• **Aufgabe 1**: Im Interview mit Anna sagt die Mutter „Anna kann so Vieles.“ Welche Dinge zählt sie direkt danach auf?
• **Aufgabe 2**: Warum ist Anna sauer, wenn man sie verwechselt? Erklär das in ein bis drei Sätzen so, wie die Mutter es im Interview mit Anna begründet.
• **Aufgabe 3**: Schreib das Interview mit Anna nach der letzten Frage weiter.

╭─ Textausschnitt

„Wenn Menschen mir Dinge nicht zutrauen, bin ich genervt“
Anna ist 37 Jahre alt und wohnt in Leichlingen. Sie liebt Lasagne, den Herbst und die Farben rot und blau. Sie kann wunderbar Flöte spielen, reitet gerne und fährt gut Ski. Sie ist freundlich, offen, liebt Kinder und ist selten genervt. Außer, wenn man ihr Dinge nicht zutraut oder Vorurteile hat, denn Anna hat das Down-Syndrom.
Anna, wie sieht Dein typischer Tagesablauf aus?
Ich stehe um 6.30 Uhr auf, frühstücke und gehe anschließend eine Rund mit dem Hund. Danach fahre ich zur Arbeit in den Kindergarten. Schon als ich klein war, wollte ich Erzieherin werden, weil ich Kinder so liebe.
Im letzten Jahr warst Du als Betreuerin bei einer Ferienfreizeit vom Bunten Kreis Rheinland dabei. Wie war das?
Es war megaschön. Ein wenig anstrengend, aber toll. Am schönsten fand ich, dass ich einem Kind vorlesen konnte und dass wir im „Panoramapark“ waren. Ich will auf jeden Fall nochmal dabei sein.
Welche Reaktionen von anderen nerven Dich?
Wenn Menschen mir Dinge nicht zutrauen oder mich verwechseln.
Mutter von Anna:
Damit meint sie, dass Menschen mit Down-Syndrom untereinander häufig verwechselt werden. Wir haben hier in der Nachbarschaft eine andere junge Frau mit Down-Syndrom. Sie ist mindestens einen Kopf kleiner, hat eine ganz andere Statur, sieht völlig anders aus und benimmt sich auch anders. Wenn Anna dann mit ihr verwechselt wird, ist sie sauer. Das kann ich gut verstehen.
Anna:
… und die Leute wissen gar nicht, was man mit Down-Syndrom alles machen kann.
Mutter von Anna:
Anna kann so Vieles. Lesen, reiten, Ski fahren, wunderbar Flöte spielen…Viele Dinge sind aufgrund ihrer geringer ausgebildeten Muskulatur für sie viel anstrengender zu erlernen. Aber Anna war schon immer ehrgeizig. Sie hat mit fünf Jahren gesagt: „Ich will Fahrrad fahren lernen“ und hat es einfach gemacht. Ähnlich war es mit dem Schwimmen.
Macht Sie das als Mutter stolz?

╰─
╭─ Aufgelistete Einträge

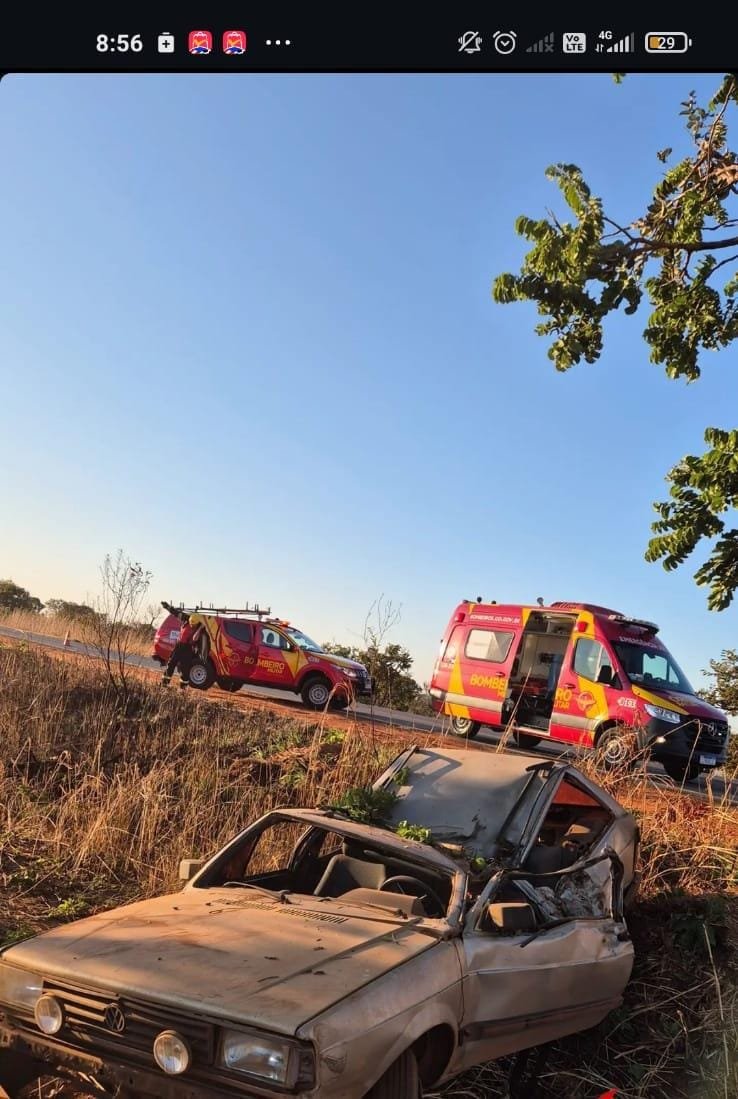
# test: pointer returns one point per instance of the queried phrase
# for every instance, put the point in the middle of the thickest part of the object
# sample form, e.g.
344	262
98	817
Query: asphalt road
400	719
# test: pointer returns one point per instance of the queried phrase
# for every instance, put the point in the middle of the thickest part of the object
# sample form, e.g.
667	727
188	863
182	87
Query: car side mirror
188	867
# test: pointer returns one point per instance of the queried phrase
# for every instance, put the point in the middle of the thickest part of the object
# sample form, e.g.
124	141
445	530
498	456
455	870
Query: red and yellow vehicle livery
576	673
238	648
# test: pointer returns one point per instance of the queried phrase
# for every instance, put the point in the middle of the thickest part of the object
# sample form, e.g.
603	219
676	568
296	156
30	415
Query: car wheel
681	770
225	683
525	740
465	726
201	674
400	1081
615	747
316	692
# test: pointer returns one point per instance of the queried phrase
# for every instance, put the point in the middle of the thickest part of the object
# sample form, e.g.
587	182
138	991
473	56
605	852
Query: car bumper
690	741
21	1054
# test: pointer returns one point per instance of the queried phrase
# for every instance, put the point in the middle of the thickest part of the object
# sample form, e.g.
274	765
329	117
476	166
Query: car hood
684	703
228	953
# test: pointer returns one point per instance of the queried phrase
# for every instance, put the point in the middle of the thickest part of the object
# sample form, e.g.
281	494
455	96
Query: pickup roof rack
255	611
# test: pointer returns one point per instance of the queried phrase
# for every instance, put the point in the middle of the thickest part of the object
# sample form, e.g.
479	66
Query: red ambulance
580	674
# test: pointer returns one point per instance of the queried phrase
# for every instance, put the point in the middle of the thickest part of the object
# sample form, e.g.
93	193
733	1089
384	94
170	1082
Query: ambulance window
491	645
590	657
242	631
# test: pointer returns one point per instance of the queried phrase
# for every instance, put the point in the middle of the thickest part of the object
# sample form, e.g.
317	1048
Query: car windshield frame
636	645
302	641
328	822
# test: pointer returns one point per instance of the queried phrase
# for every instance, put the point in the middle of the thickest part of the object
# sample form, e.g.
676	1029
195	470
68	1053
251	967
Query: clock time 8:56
120	43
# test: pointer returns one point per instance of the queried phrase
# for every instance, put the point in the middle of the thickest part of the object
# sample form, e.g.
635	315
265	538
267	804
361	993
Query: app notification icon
234	42
200	42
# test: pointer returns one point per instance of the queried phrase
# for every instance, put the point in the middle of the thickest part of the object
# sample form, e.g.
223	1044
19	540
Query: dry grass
97	807
56	625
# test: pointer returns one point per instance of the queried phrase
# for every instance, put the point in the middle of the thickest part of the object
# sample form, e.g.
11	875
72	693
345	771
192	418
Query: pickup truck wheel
201	674
315	692
465	726
525	740
400	1081
681	770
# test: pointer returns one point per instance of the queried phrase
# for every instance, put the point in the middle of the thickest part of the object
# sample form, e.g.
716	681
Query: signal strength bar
544	45
626	45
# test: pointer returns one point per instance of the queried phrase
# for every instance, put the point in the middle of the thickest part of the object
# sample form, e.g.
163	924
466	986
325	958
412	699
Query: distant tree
67	609
724	690
681	250
15	598
124	585
393	685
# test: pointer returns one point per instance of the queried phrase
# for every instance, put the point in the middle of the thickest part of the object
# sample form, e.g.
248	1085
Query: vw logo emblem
114	1019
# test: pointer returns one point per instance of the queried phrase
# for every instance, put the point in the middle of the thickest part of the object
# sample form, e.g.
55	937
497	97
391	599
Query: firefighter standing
183	652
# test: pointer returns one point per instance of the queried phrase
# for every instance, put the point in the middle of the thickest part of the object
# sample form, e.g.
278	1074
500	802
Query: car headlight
268	1057
658	711
48	1014
20	987
171	1053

╰─

• **Antwort 1**:
- Lesen
- Reiten
- Ski fahren
- Wunderbar Flöte spielen

• **Antwort 2**: Menschen mit Down-Syndrom werden oft miteinander verwechselt. In der Nachbarschaft wohnt eine andere junge Frau mit Down-Syndrom, die mindestens einen Kopf kleiner ist, eine ganz andere Statur hat, völlig anders aussieht und sich auch anders benimmt. Wird Anna mit ihr verwechselt, ärgert sie das.

• **Antwort 3**:
Ich bin generell stolz auf meine Tochter. Das war ich schon immer. Schon als sie ganz klein war, fand ich sie einfach hinreißend.
Hat sich aus ihrer Sicht hinsichtlich der Akzeptanz im Vergleich zu früher etwas verändert?
Nicht so viel, wie wir uns erhofft hätten. Am Anfang, als Anna im Kindergartenalter war, hatte ich schon den Eindruck, aber das lässt jetzt leider wieder nach. Inklusion ist meiner Meinung nach in vielerlei Hinsicht rückläufig. Das bedrückt uns sehr. Bei vielen Themen denke ich: Das haben wir doch vor 30 Jahren schon diskutiert, muss das immer wieder sein? Es kommt aber auch viel zurück. Viele Menschen bringen uns sehr viel Offenheit und Interesse entgegen und sind dankbar, dass wir ihnen das Downsyndrom näher bringen.
Welche Träume hast Du Anna?
Ich würde gerne mal mit dem Pferd am Strand entlang galoppieren und bei meinen Freundinnen in Heidelberg wohnen.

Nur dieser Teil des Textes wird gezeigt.